> _THE REQUEST_: In the listing below, find the line containing "[locate] butterfly thorax". Write out that line and every line after it to the end, exactly and only those.
(begin)
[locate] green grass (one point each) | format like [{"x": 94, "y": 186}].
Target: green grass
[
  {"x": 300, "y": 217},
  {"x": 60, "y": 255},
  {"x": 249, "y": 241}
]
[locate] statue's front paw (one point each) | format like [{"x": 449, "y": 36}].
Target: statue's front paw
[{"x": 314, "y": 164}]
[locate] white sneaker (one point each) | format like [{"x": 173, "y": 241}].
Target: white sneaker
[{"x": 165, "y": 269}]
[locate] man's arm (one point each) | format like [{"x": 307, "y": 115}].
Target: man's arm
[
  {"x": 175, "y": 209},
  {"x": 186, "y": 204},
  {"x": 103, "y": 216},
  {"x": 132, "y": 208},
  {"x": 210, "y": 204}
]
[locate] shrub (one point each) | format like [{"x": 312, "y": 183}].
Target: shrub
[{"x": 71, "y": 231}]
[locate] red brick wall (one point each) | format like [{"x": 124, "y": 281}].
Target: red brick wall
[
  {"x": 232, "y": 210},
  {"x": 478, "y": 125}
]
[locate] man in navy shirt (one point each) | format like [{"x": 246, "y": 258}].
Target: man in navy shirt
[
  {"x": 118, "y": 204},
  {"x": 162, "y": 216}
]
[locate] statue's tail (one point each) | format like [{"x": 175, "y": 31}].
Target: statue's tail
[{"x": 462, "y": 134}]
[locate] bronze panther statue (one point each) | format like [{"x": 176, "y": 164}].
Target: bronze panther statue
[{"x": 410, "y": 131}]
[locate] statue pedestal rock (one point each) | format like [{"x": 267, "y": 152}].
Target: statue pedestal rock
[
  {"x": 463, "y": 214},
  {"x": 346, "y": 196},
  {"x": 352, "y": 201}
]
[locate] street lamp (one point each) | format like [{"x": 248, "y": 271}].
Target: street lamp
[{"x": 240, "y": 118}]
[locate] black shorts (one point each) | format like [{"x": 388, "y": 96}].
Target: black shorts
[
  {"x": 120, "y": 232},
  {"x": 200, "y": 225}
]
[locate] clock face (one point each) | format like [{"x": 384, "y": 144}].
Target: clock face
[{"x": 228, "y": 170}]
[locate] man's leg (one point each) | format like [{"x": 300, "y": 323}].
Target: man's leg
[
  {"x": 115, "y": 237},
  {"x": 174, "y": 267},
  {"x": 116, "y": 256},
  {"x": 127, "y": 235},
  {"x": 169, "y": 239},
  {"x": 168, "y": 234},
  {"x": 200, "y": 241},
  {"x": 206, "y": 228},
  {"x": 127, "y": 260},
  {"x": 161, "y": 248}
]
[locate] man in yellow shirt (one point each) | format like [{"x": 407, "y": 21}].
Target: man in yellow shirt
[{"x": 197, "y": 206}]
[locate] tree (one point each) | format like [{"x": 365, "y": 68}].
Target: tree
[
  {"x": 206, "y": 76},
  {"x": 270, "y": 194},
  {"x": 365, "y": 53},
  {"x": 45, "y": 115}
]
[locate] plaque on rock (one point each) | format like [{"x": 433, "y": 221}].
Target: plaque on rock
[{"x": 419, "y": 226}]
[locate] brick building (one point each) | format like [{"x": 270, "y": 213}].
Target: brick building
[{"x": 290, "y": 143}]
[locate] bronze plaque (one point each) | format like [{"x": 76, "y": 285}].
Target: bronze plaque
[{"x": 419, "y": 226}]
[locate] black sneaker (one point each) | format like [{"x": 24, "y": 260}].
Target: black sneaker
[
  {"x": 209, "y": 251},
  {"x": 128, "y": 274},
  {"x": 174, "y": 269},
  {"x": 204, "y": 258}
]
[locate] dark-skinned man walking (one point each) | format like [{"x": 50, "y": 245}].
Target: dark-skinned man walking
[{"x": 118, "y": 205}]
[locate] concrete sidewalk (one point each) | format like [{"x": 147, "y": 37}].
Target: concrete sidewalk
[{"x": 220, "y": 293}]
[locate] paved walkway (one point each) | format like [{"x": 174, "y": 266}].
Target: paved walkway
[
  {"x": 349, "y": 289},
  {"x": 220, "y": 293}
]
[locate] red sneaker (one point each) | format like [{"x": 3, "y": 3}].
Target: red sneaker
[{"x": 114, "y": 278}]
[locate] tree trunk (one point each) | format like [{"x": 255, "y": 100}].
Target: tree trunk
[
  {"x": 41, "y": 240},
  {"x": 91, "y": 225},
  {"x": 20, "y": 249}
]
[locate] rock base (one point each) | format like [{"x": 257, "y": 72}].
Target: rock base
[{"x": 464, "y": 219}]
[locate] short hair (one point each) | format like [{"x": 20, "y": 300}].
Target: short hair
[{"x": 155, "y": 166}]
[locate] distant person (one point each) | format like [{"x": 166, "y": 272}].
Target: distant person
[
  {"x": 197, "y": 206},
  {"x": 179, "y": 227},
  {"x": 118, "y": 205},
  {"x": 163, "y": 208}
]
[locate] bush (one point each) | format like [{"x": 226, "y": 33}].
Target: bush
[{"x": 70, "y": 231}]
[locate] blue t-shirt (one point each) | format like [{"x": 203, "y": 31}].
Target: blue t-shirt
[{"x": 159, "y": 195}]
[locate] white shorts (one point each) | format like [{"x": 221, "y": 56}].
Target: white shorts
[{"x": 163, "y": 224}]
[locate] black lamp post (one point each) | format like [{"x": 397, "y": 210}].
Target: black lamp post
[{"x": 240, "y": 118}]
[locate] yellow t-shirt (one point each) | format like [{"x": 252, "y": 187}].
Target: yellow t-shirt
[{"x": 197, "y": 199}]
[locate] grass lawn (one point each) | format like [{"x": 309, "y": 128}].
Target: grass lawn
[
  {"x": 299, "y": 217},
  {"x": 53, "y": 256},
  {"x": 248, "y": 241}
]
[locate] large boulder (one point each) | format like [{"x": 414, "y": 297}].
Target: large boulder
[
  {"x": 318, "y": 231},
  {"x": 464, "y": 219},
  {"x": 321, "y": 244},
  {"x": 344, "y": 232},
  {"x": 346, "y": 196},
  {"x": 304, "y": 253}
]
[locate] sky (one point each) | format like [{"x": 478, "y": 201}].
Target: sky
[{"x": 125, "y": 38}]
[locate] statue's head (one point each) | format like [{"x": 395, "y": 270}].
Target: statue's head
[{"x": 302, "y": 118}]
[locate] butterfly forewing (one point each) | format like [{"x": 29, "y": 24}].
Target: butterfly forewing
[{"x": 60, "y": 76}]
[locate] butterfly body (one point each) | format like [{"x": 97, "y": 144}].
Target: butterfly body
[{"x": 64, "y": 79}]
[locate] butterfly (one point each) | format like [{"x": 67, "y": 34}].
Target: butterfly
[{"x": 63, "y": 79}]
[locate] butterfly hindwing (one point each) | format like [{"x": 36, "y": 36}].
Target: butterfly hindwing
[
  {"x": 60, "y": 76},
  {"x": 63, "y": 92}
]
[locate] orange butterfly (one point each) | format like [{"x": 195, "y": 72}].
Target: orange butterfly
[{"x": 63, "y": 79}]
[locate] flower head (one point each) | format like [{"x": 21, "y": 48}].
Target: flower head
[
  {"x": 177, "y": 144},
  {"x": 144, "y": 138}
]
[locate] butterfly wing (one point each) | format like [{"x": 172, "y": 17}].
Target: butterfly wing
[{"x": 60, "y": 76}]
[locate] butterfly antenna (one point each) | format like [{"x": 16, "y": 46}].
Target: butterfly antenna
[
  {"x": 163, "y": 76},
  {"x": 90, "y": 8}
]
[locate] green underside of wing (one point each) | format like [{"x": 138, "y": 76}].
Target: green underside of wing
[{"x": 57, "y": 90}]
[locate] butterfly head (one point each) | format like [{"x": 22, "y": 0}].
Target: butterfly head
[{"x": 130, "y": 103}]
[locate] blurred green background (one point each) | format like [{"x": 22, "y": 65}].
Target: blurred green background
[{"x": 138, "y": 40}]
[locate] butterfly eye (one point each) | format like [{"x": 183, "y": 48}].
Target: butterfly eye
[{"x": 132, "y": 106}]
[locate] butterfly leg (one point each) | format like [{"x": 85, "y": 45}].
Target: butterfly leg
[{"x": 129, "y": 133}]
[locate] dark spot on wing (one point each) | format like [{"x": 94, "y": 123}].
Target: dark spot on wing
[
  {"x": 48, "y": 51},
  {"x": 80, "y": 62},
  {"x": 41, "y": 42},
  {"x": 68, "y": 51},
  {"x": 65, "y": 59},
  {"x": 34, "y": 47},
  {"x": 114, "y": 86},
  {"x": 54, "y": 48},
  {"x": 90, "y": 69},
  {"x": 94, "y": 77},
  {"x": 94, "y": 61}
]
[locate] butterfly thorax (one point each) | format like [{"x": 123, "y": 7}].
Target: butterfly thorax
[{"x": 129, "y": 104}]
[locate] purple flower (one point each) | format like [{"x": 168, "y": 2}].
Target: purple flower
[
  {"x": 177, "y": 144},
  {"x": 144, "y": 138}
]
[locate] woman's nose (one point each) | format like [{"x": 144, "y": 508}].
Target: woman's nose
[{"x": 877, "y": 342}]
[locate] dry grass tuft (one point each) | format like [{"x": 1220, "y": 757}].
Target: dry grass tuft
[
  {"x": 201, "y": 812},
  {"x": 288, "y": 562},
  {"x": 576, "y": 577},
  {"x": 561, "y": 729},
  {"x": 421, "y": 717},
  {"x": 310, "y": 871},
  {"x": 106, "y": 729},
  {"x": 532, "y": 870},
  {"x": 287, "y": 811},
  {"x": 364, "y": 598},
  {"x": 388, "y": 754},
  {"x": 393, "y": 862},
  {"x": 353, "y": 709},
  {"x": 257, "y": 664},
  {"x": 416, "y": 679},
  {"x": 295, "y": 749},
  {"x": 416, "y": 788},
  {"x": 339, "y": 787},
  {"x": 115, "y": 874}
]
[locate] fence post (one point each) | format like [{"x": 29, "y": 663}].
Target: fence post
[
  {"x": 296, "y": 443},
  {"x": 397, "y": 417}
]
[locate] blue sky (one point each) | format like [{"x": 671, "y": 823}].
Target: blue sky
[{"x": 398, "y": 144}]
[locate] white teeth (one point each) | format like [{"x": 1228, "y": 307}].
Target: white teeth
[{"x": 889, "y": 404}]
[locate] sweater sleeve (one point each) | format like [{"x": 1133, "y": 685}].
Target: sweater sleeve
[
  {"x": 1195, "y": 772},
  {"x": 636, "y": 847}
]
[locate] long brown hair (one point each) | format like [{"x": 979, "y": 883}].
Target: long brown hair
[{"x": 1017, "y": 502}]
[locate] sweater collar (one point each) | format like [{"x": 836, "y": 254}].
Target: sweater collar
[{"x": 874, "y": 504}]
(end)
> _ANSWER TO THIS EXERCISE_:
[locate] butterfly thorax (one point each) | format like [{"x": 123, "y": 7}].
Target: butterfly thorax
[{"x": 129, "y": 104}]
[locate] purple flower (one point each) | format like [{"x": 168, "y": 2}].
Target: purple flower
[
  {"x": 177, "y": 144},
  {"x": 144, "y": 138}
]
[locate] woman's nose (one point each) | format like [{"x": 144, "y": 508}].
Target: woman's nose
[{"x": 877, "y": 342}]
[locate] dry grass tuft (one point each) | format like [{"x": 1220, "y": 757}].
Target: dry grass tuft
[
  {"x": 201, "y": 812},
  {"x": 288, "y": 562},
  {"x": 576, "y": 577},
  {"x": 561, "y": 729},
  {"x": 421, "y": 717},
  {"x": 310, "y": 871},
  {"x": 106, "y": 729},
  {"x": 532, "y": 870},
  {"x": 287, "y": 811},
  {"x": 364, "y": 598},
  {"x": 388, "y": 754},
  {"x": 393, "y": 862},
  {"x": 353, "y": 709},
  {"x": 257, "y": 664},
  {"x": 416, "y": 679},
  {"x": 295, "y": 749},
  {"x": 416, "y": 788},
  {"x": 339, "y": 787},
  {"x": 115, "y": 874}
]
[locate] fence post (one point each) | format like [{"x": 29, "y": 663}].
Target: fence post
[
  {"x": 296, "y": 443},
  {"x": 397, "y": 417}
]
[locate] blue sky (one point each) | format like [{"x": 671, "y": 823}].
Target: blue sky
[{"x": 398, "y": 144}]
[locate] white teeth (one point each) | format like [{"x": 1228, "y": 307}].
Target: white teeth
[{"x": 889, "y": 404}]
[locate] sweater sleeve (one point each) | format like [{"x": 1133, "y": 685}].
Target: sweater sleeve
[
  {"x": 1195, "y": 772},
  {"x": 636, "y": 847}
]
[locate] long brown hair (one point each) | format like [{"x": 979, "y": 883}].
Target: long brown hair
[{"x": 1017, "y": 502}]
[locate] sweater collar (one point each) | format like [{"x": 836, "y": 254}].
Target: sweater collar
[{"x": 874, "y": 504}]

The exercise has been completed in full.